Tareas requeridas
[1] Extraiga literalmente del texto sobre Megalópolis el pasaje que va desde "Pocas veces uno" hasta "que no lo es.".
[2] Prosiga el texto sobre Megalópolis a partir de su última oración.

Texto de referencia
· · · ·

Pocas veces uno quisiera —al menos tanto como aquí— no estar prejuiciado por el abc clásico, desconocer los estándares de la narrativa convencional y entregarse de pleno a la que no lo es.

César Catilina, el megalón y Julia Cicero. Un plano que parece describirnos al espectador, al enigma y al propio film que nos envuelve.

Una vez hayamos superado el rechazo, la indigestión o lo que sea que nos provoque la mezcolanza de influencias, frases, estilos, vestuario y ambientaciones —en mi caso fue un hartazgo casi inmediato la primera vez, la sensación de que no podía más—, bien podemos asimilar dicha mezcolanza y centrarnos en aspectos subyacentes de interés; por ejemplo, los complejos personajes femeninos, la decadencia de una civilización o las reflexiones artísticas y políticas que tanto dicen de Coppola y de su país. No basta una sola visión para aprehender cuanto tiene que contarnos, pero tampoco bastan cuatro.

Los cineastas de avanzada edad, si son de “los grandes”, por lo general intentan abarcar en cada nueva y posible última película sus enseñanzas de vida, sus meditaciones dignas de transmitir a ese público encargado de mantenerlos vivos en espíritu. Quizá se ha pasado en ese sentido, o ha sido muy autoconsciente de su nombre a la hora de lanzarnos otra enorme obra a la cara. Se nota la descoordinación, el abandono de actores y técnicos, el caos ya documentado y, por ende, el acabado en enésima tentativa de algo que nunca veremos tal cual se imaginó en un principio. Pero, ojo, él sigue siendo, y entrecomillo a conciencia, “grande”. Solo que esta vez experimenta un poco a lo Godard, a lo Gance.

Todavía prefiero la saga corleónica, Corazonada, Cotton club, Apocalypse Now, Rumbling Fish, La conversación, incluso la no menos enfebrecida Drácula, pero Megalópolis sería una buena décima adición a mi top personal de Coppola. Tiene el atractivo, genera el suficiente interés.

¿Que si la hubiera preferido diferente? ¡Sin duda! Hecha mucho antes, a ser posible como colofón de esa etapa ininterrumpida en que el barbudo encadenaba obra maestra tras obra maestra. La veo estrenada en 1984 o 1985, años poco propicios a espectáculos de semejante ambición y tamaño, como Érase una vez en América o la Metrópolis pop-rockera de Giorgio Moroder —¿alguien más nota el eco de Fritz Lang, la semejanza del título, el final de utopía?—.

· · · ·

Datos
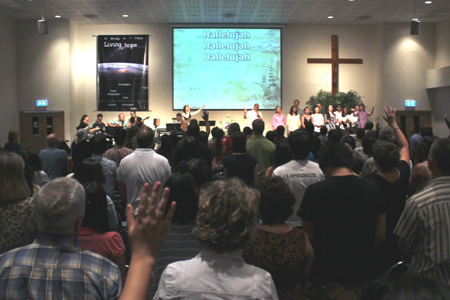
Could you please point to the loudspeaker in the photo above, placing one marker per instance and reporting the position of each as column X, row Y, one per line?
column 42, row 26
column 415, row 26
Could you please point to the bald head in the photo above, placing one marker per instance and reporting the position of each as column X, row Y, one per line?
column 58, row 205
column 53, row 140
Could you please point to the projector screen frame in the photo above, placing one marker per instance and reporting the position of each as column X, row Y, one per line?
column 227, row 26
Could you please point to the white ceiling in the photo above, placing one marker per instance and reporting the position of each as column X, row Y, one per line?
column 345, row 12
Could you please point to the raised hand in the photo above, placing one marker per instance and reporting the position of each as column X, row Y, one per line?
column 148, row 232
column 390, row 116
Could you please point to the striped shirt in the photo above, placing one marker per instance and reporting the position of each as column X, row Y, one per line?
column 425, row 223
column 55, row 267
column 180, row 244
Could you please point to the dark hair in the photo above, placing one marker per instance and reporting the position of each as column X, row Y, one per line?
column 440, row 153
column 283, row 154
column 200, row 170
column 203, row 137
column 335, row 155
column 271, row 135
column 276, row 202
column 335, row 135
column 120, row 135
column 193, row 130
column 423, row 149
column 233, row 129
column 300, row 143
column 369, row 125
column 247, row 130
column 89, row 170
column 174, row 139
column 219, row 144
column 98, row 144
column 96, row 208
column 145, row 137
column 426, row 131
column 291, row 111
column 184, row 192
column 360, row 133
column 367, row 143
column 239, row 143
column 309, row 127
column 406, row 287
column 34, row 161
column 214, row 131
column 258, row 127
column 386, row 155
column 349, row 140
column 280, row 130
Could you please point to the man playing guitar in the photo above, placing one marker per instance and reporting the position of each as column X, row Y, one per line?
column 187, row 116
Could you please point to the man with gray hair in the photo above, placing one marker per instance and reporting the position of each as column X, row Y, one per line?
column 424, row 227
column 54, row 266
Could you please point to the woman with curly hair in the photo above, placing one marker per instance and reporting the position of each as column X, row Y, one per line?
column 282, row 250
column 226, row 223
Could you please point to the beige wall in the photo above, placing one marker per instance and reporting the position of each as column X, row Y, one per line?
column 61, row 66
column 9, row 112
column 43, row 67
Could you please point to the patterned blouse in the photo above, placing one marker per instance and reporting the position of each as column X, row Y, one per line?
column 284, row 257
column 17, row 224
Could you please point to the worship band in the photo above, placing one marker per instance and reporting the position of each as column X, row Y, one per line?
column 323, row 206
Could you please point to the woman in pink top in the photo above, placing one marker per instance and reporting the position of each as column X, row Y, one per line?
column 278, row 118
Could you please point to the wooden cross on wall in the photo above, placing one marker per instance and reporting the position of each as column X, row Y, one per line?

· · · ·

Resultados esperados
[1]
Pocas veces uno quisiera —al menos tanto como aquí— no estar prejuiciado por el abc clásico, desconocer los estándares de la narrativa convencional y entregarse de pleno a la que no lo es.

[2]
Ni muy taquillera ni muy aclamada, pese a su perfeccionismo. Al Pacino de César Catilina —nadie haría mejor el Ser o no ser, que Adam Driver estropea—, Gene Hackman de Cicero, Rachel Ward de Julia Cicero, Nicolas Cage de Clodio, John Huston de Craso, mantendría a Laurence Fishburne de chofer sin importar el cambio de aspecto y edad… Sería una pieza de arte incomprendida en su tiempo, nominada a Razzies como De Palma en Doble de cuerpo o Michael Cimino en El año del Dragón. Por desgracia, a menos que la inteligencia artificial haga de las suyas, me quedaré con las ganas de haber visto algo así. Un clásico que nunca existió.

En su lugar, lo que tengo es un clásico que un día lo será. Para mí, digo, y más pronto que tarde. Ya sé que hay coppolianos hincados de rodillas desde el primer momento, pero me ha tomado unos cuantos “momentos” hacerme a la idea de que me gusta. Aunque el reparto no luzca del todo, el ritmo se sacuda o el entramado apunte a veces al despropósito, me atrapa la cabezona audacia y el espíritu inexplicable que da pie aquí a varias de las imágenes más hermosas creadas para el cine, y que de un modo extraño las justifica.

La gracia radica en su vehemencia casi infantil, en su pretensión de obra cumbre, en el raro hecho de que exista y haya salido así. Cosas irritantes y cosas sublimes cohabitan en ella, a veces enfrentadas, a veces en armonía. La he odiado, la he ignorado, la he amado: he sido todos los cinéfilos del mundo ante Megalópolis.

Otro rodaje caótico. Otro imposible hecho realidad. ¿Otra película obligada tras la pista de un maestro?